_PROVIDED RECORDS:_
=== Section Start ===
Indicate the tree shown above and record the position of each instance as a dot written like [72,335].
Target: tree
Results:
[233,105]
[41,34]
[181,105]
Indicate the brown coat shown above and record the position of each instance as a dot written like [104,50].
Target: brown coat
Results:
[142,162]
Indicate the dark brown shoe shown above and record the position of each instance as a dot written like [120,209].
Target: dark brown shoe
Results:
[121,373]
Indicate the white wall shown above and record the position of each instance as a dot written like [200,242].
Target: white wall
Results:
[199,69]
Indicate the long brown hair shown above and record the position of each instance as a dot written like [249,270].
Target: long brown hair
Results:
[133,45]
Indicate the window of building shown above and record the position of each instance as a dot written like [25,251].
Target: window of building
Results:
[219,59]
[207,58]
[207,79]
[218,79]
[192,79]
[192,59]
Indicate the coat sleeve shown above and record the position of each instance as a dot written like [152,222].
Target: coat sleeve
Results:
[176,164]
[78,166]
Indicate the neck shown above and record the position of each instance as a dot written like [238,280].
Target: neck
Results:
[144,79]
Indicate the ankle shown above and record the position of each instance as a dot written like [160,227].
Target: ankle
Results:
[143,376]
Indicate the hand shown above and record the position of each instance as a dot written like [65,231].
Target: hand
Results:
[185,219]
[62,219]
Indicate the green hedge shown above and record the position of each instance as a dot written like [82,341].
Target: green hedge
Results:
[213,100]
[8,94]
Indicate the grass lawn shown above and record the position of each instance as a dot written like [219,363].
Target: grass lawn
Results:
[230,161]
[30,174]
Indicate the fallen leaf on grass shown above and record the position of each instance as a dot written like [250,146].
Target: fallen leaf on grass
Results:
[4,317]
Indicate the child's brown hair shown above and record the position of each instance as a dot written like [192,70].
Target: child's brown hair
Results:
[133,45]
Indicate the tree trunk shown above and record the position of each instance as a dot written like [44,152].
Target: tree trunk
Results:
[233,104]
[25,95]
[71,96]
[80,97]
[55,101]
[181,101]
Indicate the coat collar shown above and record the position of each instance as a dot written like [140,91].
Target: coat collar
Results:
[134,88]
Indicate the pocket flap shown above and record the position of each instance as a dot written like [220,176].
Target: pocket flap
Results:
=== Section End ===
_WHAT YOU NEED TO DO:_
From the material above, please return each line containing "flap".

_OUTPUT BELOW:_
Indicate the pocket flap shown above and record the position of each instance as a dot written like [220,176].
Target: pocket flap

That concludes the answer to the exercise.